◆ Consigne:
Recopiez mot pour mot le passage de l'entretien sur le design graphique et l'intelligence artificielle, en commençant à « Nous leur avons » et en terminant à « graphique et une IA. ».

◆ Document:
Logo Stereolux

Design graphique et intelligence artificielle : vers un design algorithmique?

Design graphique et intelligence artificielle : vers un design algorithmique?

Le studio de design graphique, typographique et interactif Chevalvert est à l’origine de l’identité visuelle du cycle que le Labo Arts & Techs de Stereolux consacre cet automne à l’intelligence artificielle (IA).

 

Nous leur avons posé quelques questions sur leur démarche expérimentale pour chercher à comprendre quels pouvaient être les liens existants ou à venir entre le design graphique et une IA.

Cet entretien est aussi un prélude au workshop Machine Jacking que Chevalvert animera sur cette thématique.
 

Quelle est la place de l'algorithme et de l'aléatoire dans la création de l'identité du cycle sur l'IA? S'agit-il vraiment d'une IA?

◆ Données sources:
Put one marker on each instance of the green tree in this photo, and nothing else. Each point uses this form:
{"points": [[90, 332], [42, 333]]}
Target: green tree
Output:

◆ Réponse:
Nous leur avons posé quelques questions sur leur démarche expérimentale pour chercher à comprendre quels pouvaient être les liens existants ou à venir entre le design graphique et une IA.